When we finally had the conversation, nothing really came out of it. We moved forward with seeking a second opinion, but asking about my mom’s life wants and needs were somehow omitted. We can still have those conversations now, but we have a hard time focusing on the conversation to really dive into the topic.

About a month ago, I took a training course for work lead by the amazing Katrina Kennedy. During the training, Katrina taught the class how to have a focused conversation. A focused conversation, while meant for training groups, can actually be used when a loved one is diagnosed with a mental illness, dementia, or Alzheimer’s. The focused conversation helps to create meaningful dialogue, broaden perspective, and brings out clear ideas and conclusions. I’m sharing this with you because it is something I wish we had done with my mom shortly after she was diagnosed.

Step 1: Ask What?

It is such an easy question to ask and can lead to so many responses. Asking “what” lets your loved one dive into their senses and respond candidly. They don’t need to think about it they can just respond.

  • What stood out to you from the appointment?
  • What do you recall from what the doctor said?
  • What caught your attention from the appointment or about the diagnosis?

Step 2: Focus On The Gut

I don’t mean to ask if your loved one is hungry or feeling sick. Focus on the gut feelings gets the good and the bad reaction to the news. Have your loved one reflect on their response to the situation.

  • What worked for you in the communication? What didn’t work for you in the communication?
  • What was clear about the visit? What was confusing?
  • How do you feel about what the doctor said?

■ RECORD EXTRACTS ■
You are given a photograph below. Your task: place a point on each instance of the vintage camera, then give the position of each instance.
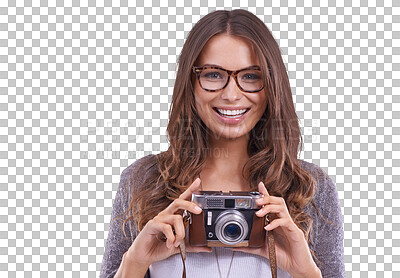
(228, 219)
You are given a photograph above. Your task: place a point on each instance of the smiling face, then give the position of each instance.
(229, 113)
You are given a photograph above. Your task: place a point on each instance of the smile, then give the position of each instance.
(231, 113)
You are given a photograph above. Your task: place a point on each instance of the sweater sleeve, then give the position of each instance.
(117, 244)
(327, 238)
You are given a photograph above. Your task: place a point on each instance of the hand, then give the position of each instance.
(162, 235)
(292, 252)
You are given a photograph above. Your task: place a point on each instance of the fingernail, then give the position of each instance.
(197, 209)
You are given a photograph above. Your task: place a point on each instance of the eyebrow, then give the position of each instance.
(214, 65)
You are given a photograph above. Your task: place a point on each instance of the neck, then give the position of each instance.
(228, 155)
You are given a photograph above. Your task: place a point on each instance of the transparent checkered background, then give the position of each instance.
(85, 88)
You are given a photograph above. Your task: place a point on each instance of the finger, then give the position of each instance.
(262, 189)
(180, 204)
(279, 222)
(166, 229)
(179, 229)
(192, 188)
(278, 209)
(270, 200)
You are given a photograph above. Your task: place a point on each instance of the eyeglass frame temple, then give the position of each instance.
(197, 71)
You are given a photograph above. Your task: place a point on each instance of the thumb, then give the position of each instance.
(262, 189)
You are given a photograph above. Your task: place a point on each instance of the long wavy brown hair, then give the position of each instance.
(273, 144)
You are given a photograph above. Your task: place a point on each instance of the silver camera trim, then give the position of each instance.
(231, 217)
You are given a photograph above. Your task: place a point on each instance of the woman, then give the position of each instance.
(232, 127)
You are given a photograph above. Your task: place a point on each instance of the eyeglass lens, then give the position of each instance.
(216, 79)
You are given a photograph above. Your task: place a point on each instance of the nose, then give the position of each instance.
(231, 92)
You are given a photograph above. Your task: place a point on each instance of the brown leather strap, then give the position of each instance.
(272, 254)
(182, 246)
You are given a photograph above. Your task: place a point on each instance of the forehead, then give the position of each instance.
(228, 51)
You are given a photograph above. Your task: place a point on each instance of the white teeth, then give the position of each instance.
(231, 112)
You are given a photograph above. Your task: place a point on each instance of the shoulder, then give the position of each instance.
(326, 190)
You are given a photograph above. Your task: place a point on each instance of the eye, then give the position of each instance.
(250, 76)
(212, 75)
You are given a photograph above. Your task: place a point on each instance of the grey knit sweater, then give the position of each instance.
(326, 239)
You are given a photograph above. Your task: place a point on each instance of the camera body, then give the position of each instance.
(228, 220)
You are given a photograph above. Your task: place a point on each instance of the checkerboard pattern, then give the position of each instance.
(85, 88)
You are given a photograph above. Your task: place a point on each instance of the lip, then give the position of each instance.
(231, 121)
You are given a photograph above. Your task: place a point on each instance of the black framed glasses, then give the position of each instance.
(214, 78)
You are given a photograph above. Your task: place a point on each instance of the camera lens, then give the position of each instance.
(232, 231)
(231, 227)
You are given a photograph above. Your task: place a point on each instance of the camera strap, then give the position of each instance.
(270, 242)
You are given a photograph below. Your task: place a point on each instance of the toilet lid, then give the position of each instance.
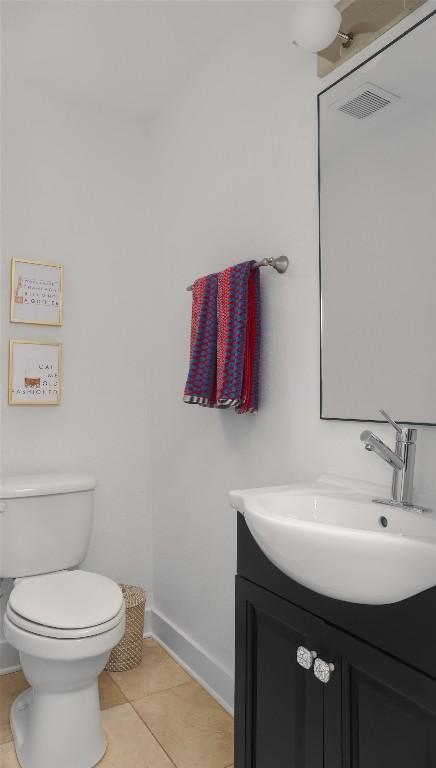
(67, 600)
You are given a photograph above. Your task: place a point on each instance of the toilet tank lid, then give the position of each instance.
(20, 486)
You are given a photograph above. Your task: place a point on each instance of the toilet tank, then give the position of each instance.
(45, 522)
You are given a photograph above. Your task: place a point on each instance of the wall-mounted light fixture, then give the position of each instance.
(316, 23)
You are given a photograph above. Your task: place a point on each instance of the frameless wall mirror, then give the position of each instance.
(377, 154)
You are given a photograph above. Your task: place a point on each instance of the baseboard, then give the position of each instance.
(9, 658)
(197, 662)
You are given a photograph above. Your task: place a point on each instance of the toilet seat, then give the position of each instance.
(66, 604)
(62, 634)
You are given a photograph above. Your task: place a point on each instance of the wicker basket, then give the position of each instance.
(128, 653)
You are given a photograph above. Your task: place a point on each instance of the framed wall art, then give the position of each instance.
(34, 372)
(36, 292)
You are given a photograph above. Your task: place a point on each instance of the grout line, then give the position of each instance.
(164, 690)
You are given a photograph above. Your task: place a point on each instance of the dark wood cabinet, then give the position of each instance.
(374, 712)
(378, 712)
(278, 704)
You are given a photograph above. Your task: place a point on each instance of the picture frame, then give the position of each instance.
(37, 289)
(35, 372)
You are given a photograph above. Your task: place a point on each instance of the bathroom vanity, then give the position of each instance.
(375, 707)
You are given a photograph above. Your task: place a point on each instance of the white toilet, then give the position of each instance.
(63, 622)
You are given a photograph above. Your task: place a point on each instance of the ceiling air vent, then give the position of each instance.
(365, 101)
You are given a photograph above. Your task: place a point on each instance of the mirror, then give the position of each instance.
(377, 155)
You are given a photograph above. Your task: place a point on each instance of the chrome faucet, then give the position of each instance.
(402, 460)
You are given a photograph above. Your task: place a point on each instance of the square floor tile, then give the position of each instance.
(110, 694)
(191, 727)
(130, 743)
(10, 686)
(7, 756)
(157, 672)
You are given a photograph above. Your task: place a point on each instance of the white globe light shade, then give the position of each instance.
(315, 24)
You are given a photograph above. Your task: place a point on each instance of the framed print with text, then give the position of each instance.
(36, 292)
(34, 372)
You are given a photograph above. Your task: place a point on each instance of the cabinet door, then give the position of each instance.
(379, 713)
(278, 704)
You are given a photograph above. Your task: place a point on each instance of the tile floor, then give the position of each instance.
(155, 716)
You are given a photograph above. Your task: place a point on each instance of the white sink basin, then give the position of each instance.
(332, 540)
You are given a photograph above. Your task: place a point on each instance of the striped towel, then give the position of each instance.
(238, 338)
(225, 340)
(201, 383)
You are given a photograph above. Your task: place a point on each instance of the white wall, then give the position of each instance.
(235, 177)
(73, 183)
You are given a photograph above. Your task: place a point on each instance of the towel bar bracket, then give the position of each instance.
(280, 264)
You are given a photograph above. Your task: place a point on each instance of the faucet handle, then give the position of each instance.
(391, 422)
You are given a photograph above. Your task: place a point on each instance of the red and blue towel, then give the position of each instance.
(225, 340)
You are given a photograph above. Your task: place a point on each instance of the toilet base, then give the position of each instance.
(58, 730)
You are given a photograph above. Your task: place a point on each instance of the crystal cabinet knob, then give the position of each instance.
(322, 670)
(305, 657)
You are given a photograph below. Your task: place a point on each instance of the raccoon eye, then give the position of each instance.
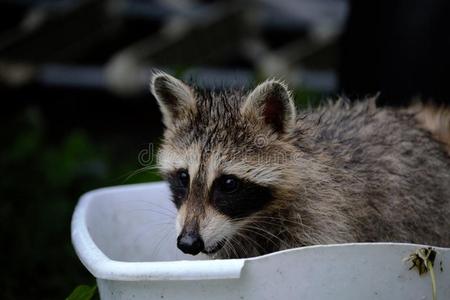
(229, 184)
(183, 177)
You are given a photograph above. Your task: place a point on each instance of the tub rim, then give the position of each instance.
(103, 267)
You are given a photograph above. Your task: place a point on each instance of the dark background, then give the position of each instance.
(76, 110)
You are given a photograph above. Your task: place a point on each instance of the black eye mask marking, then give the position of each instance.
(239, 198)
(179, 185)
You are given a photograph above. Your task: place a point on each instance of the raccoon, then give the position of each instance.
(250, 175)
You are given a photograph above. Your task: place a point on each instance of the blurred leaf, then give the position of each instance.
(82, 292)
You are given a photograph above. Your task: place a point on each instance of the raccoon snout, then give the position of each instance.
(190, 243)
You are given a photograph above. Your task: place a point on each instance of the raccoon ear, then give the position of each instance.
(271, 101)
(173, 96)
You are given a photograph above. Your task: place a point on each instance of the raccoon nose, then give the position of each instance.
(190, 243)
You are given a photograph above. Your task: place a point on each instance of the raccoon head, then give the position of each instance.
(226, 158)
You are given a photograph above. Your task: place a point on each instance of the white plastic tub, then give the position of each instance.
(125, 237)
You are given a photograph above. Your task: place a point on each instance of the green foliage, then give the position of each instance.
(42, 178)
(82, 292)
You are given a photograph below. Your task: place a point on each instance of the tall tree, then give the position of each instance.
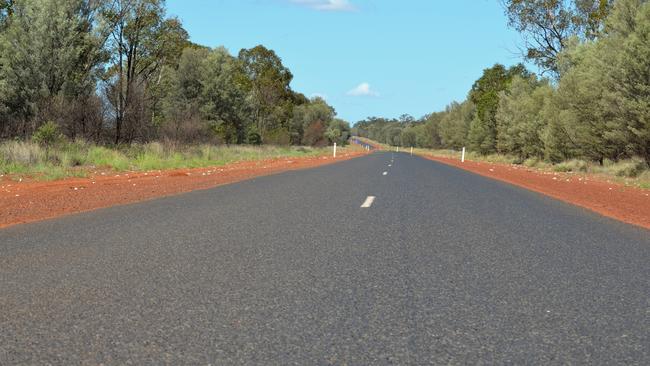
(223, 98)
(627, 85)
(59, 54)
(267, 81)
(142, 41)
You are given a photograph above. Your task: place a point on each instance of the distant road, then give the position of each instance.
(440, 266)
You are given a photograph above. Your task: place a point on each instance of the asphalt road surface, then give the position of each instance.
(442, 267)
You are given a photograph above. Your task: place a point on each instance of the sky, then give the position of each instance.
(367, 58)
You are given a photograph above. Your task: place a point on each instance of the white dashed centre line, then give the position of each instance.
(368, 202)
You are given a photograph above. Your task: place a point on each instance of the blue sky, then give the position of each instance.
(365, 57)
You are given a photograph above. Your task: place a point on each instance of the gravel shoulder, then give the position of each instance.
(29, 201)
(611, 199)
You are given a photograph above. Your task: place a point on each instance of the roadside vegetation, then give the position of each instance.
(630, 172)
(117, 83)
(588, 111)
(79, 158)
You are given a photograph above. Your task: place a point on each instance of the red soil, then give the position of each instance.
(22, 202)
(628, 204)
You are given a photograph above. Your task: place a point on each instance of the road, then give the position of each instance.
(442, 267)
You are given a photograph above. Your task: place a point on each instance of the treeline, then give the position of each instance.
(593, 104)
(122, 71)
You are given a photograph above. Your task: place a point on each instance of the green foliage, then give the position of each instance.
(485, 95)
(47, 135)
(520, 121)
(548, 25)
(254, 138)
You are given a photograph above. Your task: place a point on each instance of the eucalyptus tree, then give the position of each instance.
(547, 25)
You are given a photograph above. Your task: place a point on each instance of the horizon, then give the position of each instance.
(320, 42)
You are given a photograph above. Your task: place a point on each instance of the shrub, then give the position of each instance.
(573, 165)
(254, 138)
(47, 135)
(18, 152)
(629, 169)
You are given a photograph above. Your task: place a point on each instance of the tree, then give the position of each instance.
(58, 57)
(223, 98)
(6, 11)
(338, 131)
(267, 82)
(143, 41)
(520, 123)
(547, 25)
(455, 124)
(306, 117)
(626, 87)
(485, 95)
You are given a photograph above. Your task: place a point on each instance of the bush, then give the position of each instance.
(47, 135)
(254, 138)
(573, 165)
(18, 152)
(629, 169)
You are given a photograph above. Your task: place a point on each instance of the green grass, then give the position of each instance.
(78, 158)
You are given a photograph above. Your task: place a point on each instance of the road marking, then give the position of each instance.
(368, 202)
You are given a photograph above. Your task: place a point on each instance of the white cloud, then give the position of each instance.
(363, 90)
(327, 5)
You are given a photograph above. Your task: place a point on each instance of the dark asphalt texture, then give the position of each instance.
(446, 267)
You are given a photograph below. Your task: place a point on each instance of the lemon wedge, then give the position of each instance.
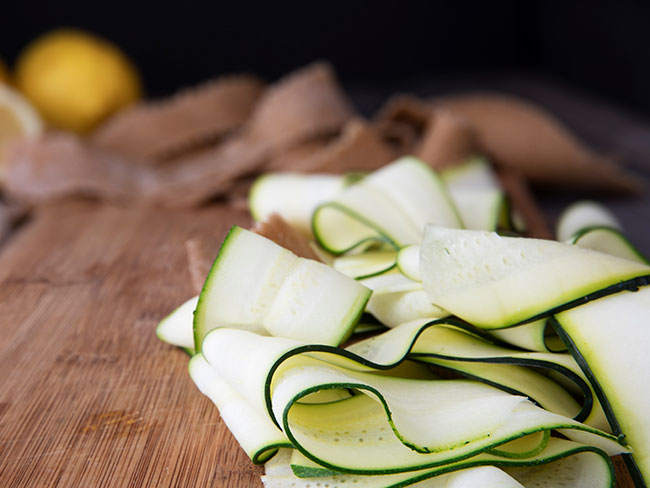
(17, 119)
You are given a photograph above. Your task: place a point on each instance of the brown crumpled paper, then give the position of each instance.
(359, 148)
(57, 165)
(304, 106)
(523, 137)
(447, 140)
(156, 131)
(279, 231)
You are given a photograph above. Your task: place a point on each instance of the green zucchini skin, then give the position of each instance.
(256, 285)
(608, 240)
(609, 339)
(494, 282)
(391, 205)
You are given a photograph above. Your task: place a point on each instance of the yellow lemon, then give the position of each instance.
(17, 119)
(76, 79)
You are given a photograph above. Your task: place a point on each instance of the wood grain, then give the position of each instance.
(88, 395)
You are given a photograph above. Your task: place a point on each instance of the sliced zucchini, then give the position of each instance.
(584, 214)
(608, 240)
(561, 462)
(394, 425)
(365, 265)
(256, 285)
(534, 336)
(294, 196)
(390, 205)
(610, 339)
(455, 346)
(176, 328)
(258, 436)
(408, 262)
(494, 282)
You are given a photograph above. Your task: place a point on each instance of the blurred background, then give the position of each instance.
(599, 47)
(584, 61)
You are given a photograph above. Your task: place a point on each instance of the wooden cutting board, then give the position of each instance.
(88, 396)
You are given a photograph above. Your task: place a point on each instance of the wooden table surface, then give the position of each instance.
(88, 396)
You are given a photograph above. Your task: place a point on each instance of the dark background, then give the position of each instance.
(599, 47)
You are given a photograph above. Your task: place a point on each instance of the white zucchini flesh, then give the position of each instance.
(396, 308)
(176, 328)
(255, 284)
(494, 282)
(258, 436)
(444, 344)
(480, 209)
(583, 214)
(396, 300)
(434, 421)
(391, 204)
(608, 240)
(408, 262)
(294, 196)
(611, 340)
(515, 371)
(244, 359)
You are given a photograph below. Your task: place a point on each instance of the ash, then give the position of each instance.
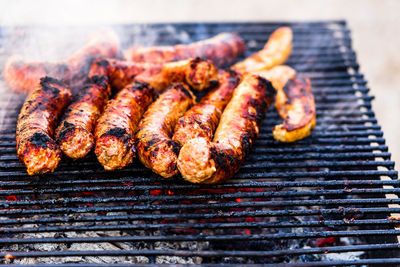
(109, 246)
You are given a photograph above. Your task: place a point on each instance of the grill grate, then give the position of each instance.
(329, 199)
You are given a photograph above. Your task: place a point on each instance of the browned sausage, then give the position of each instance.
(74, 134)
(202, 161)
(202, 119)
(223, 49)
(275, 52)
(296, 106)
(23, 76)
(154, 146)
(121, 73)
(198, 73)
(36, 124)
(117, 125)
(294, 103)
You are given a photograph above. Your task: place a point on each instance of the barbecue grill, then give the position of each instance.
(330, 199)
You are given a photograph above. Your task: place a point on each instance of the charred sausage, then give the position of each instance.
(296, 106)
(202, 119)
(198, 73)
(294, 103)
(36, 124)
(155, 148)
(117, 125)
(74, 134)
(202, 161)
(275, 52)
(223, 50)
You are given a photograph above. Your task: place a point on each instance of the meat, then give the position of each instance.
(121, 73)
(117, 125)
(294, 103)
(74, 134)
(203, 161)
(275, 52)
(22, 76)
(36, 124)
(155, 148)
(296, 106)
(223, 50)
(198, 73)
(202, 119)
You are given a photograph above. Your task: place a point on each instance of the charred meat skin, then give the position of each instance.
(223, 49)
(275, 52)
(36, 124)
(22, 76)
(121, 73)
(295, 104)
(198, 73)
(202, 119)
(74, 133)
(202, 161)
(155, 148)
(117, 125)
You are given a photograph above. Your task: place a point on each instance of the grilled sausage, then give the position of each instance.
(275, 52)
(121, 73)
(36, 124)
(202, 119)
(155, 148)
(198, 73)
(202, 161)
(117, 125)
(294, 103)
(22, 76)
(223, 50)
(74, 134)
(296, 106)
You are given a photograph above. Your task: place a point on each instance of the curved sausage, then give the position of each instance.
(74, 134)
(198, 73)
(121, 73)
(223, 49)
(202, 161)
(36, 124)
(275, 52)
(202, 119)
(296, 106)
(22, 76)
(294, 103)
(154, 146)
(117, 125)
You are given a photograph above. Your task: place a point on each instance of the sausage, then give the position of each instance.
(117, 125)
(154, 146)
(223, 49)
(22, 76)
(121, 73)
(296, 106)
(202, 119)
(36, 124)
(275, 52)
(294, 103)
(203, 161)
(74, 134)
(198, 73)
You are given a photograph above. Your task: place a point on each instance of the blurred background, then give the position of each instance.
(375, 26)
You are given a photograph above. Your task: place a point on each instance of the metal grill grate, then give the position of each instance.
(329, 199)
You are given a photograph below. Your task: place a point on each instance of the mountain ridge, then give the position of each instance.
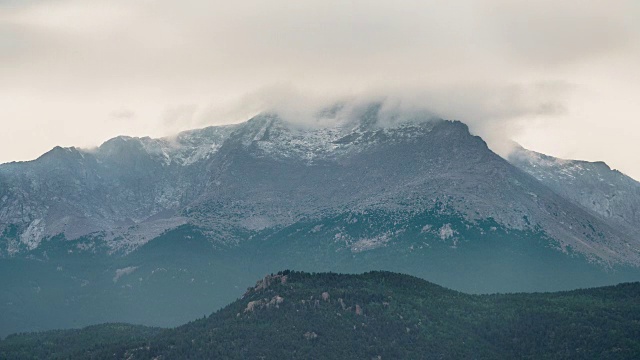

■ TASKS AND EXERCISES ■
A. Translate this sentence from the text about focused conversations into Spanish: "It is such an easy question to ask and can lead to so many responses."
B. Go on with the text about focused conversations after a diagnosis, picking up after its last line.
The entries are separate material from the text about focused conversations after a diagnosis.

■ ANSWERS TO THE EXERCISES ■
A. Es una pregunta muy fácil de hacer y puede dar lugar a muchísimas respuestas.

B.
  • What do you like about the doctor? What do you not like?

Step 3: Ask So What?

“So what” allows your loved one to interpret the diagnosis and the situation that has just changed their entire life. It may take a minute to find the words or divulge the information, so be patient and give them time to process before they answer.

  • What does this mean for us now?
  • What questions do you have about this?
  • What additional information should we seek?
  • What difference will this make?

Step 4: Ask Now What?

The last step. You have touched on the immediate observation, the feelings, and the interpretation of the information provided by the doctor. You have absorbed it all. Now, what will allow your family and your loved one to make some decisions? This is where you can start planning for what is next to come.

  • What will you do differently when you return to work? Will you return to work?
  • What does this mean for the future?
  • What action items has this triggered for you? What do you want to do about it?
  • What do you think our next steps should be?

Have A Focused Conversation

So I realize that everyone’s situation is different. This technique for a focused conversation may only work if your loved one has mild or moderate cognitive impairment. That said, the conversation does not only need to happen with your loved one. You need to have a conversation with yourself. As a caregiver, you need to evaluate all the pieces too because your life is also changing. So have a focused conversation. Write your answer in a journal. Have the conversation with a parent, sibling, or family member. Let someone you trust ask you the questions and see how you respond.

The focused conversation has helped me really evaluate what is happening at each stage of the disease that my mom goes through. It has helped me analyze and determine what is important for me and for her. I hope it will do the same for you. Try having a focused conversation wither with your loved one or your family, let me know how it goes!